§ Task instructions
Convert the lines below, starting with the line containing "segment --target white" and continuing through the line containing "[[115,92],[115,91],[112,91],[111,94],[117,96],[117,92]]", into a Markdown table with the columns "No." and "Text", one row per line, numbered from 1 and skipping blank lines.

Region outline lines
###

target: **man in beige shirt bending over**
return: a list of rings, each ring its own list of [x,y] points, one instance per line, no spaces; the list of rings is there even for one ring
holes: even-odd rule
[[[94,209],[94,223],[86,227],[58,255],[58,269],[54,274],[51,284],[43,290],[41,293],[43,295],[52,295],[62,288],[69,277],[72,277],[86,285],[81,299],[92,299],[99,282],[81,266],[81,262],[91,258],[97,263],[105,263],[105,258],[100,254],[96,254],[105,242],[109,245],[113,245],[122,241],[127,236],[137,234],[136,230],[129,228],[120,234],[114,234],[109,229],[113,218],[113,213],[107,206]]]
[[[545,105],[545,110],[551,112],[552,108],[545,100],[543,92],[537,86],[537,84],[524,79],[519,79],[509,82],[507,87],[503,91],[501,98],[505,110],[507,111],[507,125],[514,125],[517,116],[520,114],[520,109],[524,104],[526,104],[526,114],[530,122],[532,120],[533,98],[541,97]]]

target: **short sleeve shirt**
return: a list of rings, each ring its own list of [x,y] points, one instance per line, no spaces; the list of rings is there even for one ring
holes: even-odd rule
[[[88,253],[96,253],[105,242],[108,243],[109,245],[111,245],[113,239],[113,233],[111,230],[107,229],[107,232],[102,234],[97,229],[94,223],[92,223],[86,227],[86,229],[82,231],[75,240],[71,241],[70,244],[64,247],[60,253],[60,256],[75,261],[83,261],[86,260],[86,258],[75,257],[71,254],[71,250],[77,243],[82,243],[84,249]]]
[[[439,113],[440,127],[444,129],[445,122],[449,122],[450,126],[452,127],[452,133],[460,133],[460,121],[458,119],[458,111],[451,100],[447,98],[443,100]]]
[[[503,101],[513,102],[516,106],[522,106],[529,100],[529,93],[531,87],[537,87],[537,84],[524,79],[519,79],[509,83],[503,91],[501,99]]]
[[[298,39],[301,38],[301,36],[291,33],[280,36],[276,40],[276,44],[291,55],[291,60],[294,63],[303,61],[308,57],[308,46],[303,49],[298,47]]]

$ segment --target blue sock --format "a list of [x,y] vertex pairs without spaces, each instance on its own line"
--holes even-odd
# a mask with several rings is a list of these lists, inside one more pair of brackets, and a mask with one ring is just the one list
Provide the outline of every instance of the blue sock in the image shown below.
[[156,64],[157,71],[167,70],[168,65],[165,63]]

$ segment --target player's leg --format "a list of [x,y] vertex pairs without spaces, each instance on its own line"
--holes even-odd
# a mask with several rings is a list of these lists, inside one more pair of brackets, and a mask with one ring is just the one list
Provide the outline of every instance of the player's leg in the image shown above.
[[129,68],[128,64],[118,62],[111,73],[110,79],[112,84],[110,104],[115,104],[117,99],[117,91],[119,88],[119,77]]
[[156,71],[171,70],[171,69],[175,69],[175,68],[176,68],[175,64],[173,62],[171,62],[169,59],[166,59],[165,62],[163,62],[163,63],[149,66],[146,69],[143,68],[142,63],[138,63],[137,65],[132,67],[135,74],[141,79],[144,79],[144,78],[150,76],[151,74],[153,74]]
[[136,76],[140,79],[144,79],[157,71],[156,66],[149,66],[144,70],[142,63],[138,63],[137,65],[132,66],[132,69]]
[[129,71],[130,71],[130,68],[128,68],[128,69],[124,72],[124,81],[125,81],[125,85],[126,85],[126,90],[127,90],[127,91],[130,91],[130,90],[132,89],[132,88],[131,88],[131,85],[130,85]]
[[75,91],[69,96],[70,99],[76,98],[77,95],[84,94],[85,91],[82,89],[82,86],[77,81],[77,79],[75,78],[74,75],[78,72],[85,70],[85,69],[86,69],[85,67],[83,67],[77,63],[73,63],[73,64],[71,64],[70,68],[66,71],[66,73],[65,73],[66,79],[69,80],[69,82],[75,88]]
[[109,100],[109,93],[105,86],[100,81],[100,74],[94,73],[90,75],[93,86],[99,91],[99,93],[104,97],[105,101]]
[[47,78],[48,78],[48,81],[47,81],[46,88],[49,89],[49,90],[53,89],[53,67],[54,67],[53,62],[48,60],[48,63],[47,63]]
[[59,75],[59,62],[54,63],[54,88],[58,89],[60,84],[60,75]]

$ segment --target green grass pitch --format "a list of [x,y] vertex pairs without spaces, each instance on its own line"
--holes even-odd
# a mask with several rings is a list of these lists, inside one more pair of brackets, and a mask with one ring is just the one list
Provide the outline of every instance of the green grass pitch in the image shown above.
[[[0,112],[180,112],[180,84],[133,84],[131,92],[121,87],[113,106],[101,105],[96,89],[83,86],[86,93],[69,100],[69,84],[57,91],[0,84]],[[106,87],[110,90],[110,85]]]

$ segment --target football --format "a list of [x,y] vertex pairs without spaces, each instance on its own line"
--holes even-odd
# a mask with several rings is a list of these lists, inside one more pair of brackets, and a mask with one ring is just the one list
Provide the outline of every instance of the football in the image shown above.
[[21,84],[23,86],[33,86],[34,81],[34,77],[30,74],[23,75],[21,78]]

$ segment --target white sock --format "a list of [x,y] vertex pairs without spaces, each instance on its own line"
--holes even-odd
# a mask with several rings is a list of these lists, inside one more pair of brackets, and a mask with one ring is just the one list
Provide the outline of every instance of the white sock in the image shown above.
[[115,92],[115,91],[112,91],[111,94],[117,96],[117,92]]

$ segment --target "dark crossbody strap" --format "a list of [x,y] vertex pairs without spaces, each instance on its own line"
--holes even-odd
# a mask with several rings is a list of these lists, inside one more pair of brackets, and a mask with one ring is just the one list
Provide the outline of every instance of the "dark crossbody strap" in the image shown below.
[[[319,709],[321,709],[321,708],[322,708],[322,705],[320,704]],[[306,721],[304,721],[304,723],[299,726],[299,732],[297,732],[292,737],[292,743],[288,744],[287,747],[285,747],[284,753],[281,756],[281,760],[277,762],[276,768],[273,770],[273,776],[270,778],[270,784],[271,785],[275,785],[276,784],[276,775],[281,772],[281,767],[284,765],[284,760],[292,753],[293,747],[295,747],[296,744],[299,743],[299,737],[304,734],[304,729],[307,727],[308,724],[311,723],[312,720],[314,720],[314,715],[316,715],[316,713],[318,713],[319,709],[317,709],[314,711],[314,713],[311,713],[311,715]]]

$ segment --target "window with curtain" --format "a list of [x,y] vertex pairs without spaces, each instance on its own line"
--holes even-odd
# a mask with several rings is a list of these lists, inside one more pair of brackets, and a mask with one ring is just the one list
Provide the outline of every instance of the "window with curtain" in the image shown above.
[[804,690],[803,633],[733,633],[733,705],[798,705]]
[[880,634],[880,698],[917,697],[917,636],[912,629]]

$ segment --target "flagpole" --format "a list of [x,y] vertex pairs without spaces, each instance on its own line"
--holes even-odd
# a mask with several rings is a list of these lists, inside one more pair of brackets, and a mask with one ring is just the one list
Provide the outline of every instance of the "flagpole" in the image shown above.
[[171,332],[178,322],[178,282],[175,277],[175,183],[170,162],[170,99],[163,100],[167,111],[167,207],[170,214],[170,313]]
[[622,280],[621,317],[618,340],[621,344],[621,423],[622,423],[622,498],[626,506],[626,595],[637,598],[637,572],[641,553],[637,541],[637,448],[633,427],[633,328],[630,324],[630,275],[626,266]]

###

§ Task result
| No. | Text |
|---|---|
| 1 | $ segment --target white sock --format "a list of [x,y] vertex pairs without spaces, each instance on its own line" |
| 2 | --holes even-odd |
| 3 | # a mask with several rings is a list of these lists, inside one more pair of brackets, and a mask with one ring is just the one list |
| 4 | Provide the outline of every instance of the white sock in the image shown above. |
| 5 | [[115,92],[115,91],[112,91],[111,94],[117,96],[117,92]] |